PROBLEM DESCRIPTION:
Collect every line of the entries below that contains the word "doctor". Letter case counts.

DATA EXTRACT:

◆ ◆ ◆ ◆ ◆

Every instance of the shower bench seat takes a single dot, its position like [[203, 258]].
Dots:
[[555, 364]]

◆ ◆ ◆ ◆ ◆

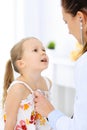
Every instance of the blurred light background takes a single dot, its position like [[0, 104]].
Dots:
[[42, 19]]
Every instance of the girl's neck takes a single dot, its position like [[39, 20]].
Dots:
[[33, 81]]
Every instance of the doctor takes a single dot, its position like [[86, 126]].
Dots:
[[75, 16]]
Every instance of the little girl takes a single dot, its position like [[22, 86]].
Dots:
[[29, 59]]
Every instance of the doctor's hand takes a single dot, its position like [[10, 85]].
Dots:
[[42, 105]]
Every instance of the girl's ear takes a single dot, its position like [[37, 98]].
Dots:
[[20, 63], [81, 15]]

◆ ◆ ◆ ◆ ◆

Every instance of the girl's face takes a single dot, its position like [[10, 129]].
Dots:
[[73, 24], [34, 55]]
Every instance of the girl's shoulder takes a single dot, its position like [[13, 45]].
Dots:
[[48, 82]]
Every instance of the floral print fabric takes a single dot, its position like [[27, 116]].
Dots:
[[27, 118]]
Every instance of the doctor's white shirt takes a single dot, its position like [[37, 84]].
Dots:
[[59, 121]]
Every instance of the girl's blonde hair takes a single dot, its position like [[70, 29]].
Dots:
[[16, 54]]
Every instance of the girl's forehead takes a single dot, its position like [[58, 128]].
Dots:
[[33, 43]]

◆ ◆ ◆ ◆ ◆

TASK RESPONSE:
Every instance of the doctor takes a single dot, its position like [[86, 126]].
Every instance of the doctor's hand takes a single dot, its position like [[10, 85]].
Every instance of the doctor's white shirt takes a single dot, its position like [[37, 84]].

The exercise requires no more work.